Reader Survey Results

I’ve just closed the 2016-2017 reader survey that I’d been running for a few weeks. You might be interested in the results, and you’re welcome to add more in the comments.

I’ve been through a creative dry spell, partly because of the busyness of the holidays. It’s improving, and I’ve been successfully writing original work for The Stream again. This week was rough in our family, though, as we said goodbye to a beloved pet. I expect to pick up the blogging pace again soon, though, and these thoughts from readers help a lot.

General Stats

Of 55 respondents, a sample that’s neither large nor random enough to be representative, but at least has a chance of representing those who want to have input into the blog’s direction:

  • 82 percent are firm believers in Christianity
  • 64 percent have been reading the blog for more than a year
  • 56 percent read comments fairly regularly
  • The topics of highest interest, in order from most to least, are (as shown in the graphic above):
    1. General apologetics (76%)
    2. Philosophical discussions about belief (72%)
    3. Science and faith (70%)
    4. Answering atheism (57%)
    5. Understanding what the Bible teaches (56%)
    6. Marriage, morality, and sexuality (46%)
    7. Book reviews (37%)
    8. Other Religions & Religious Freedom, (tied at 32%)
  • 25 percent of respondents are younger than 40
  • 82 percent are male
  • 74 percent have at least a bachelor’s degree; 43 percent hold advanced degrees (and kudos to the other 26 percent, as this blog is written to be thoughtfully challenging)
  • 53 percent are interested in the concept of the Thinking Christian Connection. (I’ll be responding to each person’s interest as soon as time allows.)

Interesting notes about what people would like to see on the blog

These are all verbatim quotes, other than corrections for minor typos.

  • I’d like to see more posts regarding topics that similar sites don’t discuss often. For example: many apologetics sites discuss the ethics of abortion, but few discuss the ethics of triage during a natural disaster. Some posts about politics would also be good, especially analysis of political systems outside the U.S. mainstream.
  • Answers to Islam
  • 1. Movement from homosexuality to sexual sin in general, bad response of people acting in the name of Christ toward sexual sin. 2. How to respond with grace and competence to non-Christian worldview — again, cultural Christianity usurps the true Christian response and becomes a heretical caricature of how Christ would want us to respond to many issues (in content, comportment, or both).
  • [Get ready for this one!] I’d love to understand the basic human need (weakness) which makes billions of supposedly intelligent humans forsake rationale, logic, common sense (etc), to main supernatural beliefs which were founded in the least enlightened period of recorded history. If someone purported be the son of God in this era, with only ‘hearsay’ as evidence, they would be laughed at by atheists and the religiously inclined alike. What makes ‘want it to be true’ corrupt people’s thinking so much that it becomes virtually impossible for them to fathom that life can be just as happy, rewarding, fulfilling, ethical, virtuous, fair, ethical, etc without the shackles of religion. In fact I would suggest that the world would be a genuinely better place for all if people weren’t prone to using their dogmatic views to unflinchingly justify abhorrent behavior. And would religiously inclined people truly be happier if everyone believed the same delusion and unquestioningly abided by ancient inflexible/irrational rules? Which delusion would suit all?
  • More discussion of apologetic strategies
  • Reliability and Historicity of the Gospels
  • More excerpts from your book(s). More follow-up blogs focused on the comments and clarifying the discussion points.
  • Religion relation to personal honor.
  • Engage more with non-atheistic ideas (e.g., Muslims, Buddhists, various neo-pagan ideas, general “spirituality”). Continue challenge our culture on sexual issues, but branch out more (e.g., militarism, ideas conveyed via film/TV, euthanasia, etc.)
  • How current events relate to Biblical prophecy but on a theological level.
  • More about Genesis 1
  • More book reviews

That’s it. What else would you like to add?

▶ _List of tasks_
1 > According to the survey results, how many people responded?
2 > In the survey results, swap "male" for "men" in the part starting with "4. Answering atheism" and going on through "as time allows.)".
3 > Please condense the paragraph of the survey results that begins "I’ve been through a creative dry spell" into two shorter sentences that keep its main facts.
The listing that follows has no connection to the survey results.

▶ _Excerpted data_
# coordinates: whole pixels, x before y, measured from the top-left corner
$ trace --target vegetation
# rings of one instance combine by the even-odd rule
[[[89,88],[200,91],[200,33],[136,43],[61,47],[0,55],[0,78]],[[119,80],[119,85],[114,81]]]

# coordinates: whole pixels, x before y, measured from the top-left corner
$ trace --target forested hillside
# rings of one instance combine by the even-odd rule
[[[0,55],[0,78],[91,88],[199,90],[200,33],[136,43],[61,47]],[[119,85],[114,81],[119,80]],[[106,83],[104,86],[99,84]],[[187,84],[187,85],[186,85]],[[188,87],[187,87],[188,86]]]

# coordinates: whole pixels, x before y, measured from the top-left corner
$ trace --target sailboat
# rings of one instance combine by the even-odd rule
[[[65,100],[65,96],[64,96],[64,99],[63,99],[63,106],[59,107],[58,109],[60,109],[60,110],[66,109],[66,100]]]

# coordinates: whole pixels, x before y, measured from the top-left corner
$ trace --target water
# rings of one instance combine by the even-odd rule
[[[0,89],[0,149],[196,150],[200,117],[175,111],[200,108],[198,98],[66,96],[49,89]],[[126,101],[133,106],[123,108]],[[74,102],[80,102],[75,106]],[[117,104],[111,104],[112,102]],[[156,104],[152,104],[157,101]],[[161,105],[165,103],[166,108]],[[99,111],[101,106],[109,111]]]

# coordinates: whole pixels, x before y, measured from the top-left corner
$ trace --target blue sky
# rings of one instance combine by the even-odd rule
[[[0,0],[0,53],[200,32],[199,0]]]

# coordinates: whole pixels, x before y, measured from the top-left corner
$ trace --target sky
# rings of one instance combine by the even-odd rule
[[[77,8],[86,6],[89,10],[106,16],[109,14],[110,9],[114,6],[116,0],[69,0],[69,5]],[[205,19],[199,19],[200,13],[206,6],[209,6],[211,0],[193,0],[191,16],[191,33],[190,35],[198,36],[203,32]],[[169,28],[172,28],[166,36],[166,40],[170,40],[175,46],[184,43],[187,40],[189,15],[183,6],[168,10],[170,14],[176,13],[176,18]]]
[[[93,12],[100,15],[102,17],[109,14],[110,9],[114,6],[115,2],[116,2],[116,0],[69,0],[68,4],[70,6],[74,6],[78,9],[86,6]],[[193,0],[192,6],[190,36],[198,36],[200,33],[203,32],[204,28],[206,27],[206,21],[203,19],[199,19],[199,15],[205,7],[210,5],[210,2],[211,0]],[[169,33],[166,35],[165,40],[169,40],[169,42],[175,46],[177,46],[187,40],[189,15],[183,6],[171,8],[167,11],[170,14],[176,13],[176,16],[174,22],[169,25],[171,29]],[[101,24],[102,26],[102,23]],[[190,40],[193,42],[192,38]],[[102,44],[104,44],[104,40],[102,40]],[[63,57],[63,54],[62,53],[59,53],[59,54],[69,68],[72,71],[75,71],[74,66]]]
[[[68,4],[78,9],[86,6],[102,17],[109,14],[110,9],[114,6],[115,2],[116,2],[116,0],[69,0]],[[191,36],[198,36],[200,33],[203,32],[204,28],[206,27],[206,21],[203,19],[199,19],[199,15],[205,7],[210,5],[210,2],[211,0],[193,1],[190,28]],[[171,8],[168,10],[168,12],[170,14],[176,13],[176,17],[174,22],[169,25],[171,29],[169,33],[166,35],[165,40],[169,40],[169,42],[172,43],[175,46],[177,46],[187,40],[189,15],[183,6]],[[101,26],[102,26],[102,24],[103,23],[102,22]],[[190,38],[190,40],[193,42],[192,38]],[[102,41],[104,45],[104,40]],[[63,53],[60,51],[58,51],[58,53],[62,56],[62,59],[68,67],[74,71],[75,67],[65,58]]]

▶ _Numbered answers_
1 > 55

2 >
4. Answering atheism (57%)
    5. Understanding what the Bible teaches (56%)
    6. Marriage, morality, and sexuality (46%)
    7. Book reviews (37%)
    8. Other Religions & Religious Freedom, (tied at 32%)
  • 25 percent of respondents are younger than 40
  • 82 percent are men
  • 74 percent have at least a bachelor’s degree; 43 percent hold advanced degrees (and kudos to the other 26 percent, as this blog is written to be thoughtfully challenging)
  • 53 percent are interested in the concept of the Thinking Christian Connection. (I’ll be responding to each person’s interest as soon as time allows.)

3 > A creative dry spell, partly caused by the busy holidays, is improving, and original work for The Stream is being written again. After a rough week of saying goodbye to a beloved pet, the blogging pace should pick up soon, helped by readers' thoughts.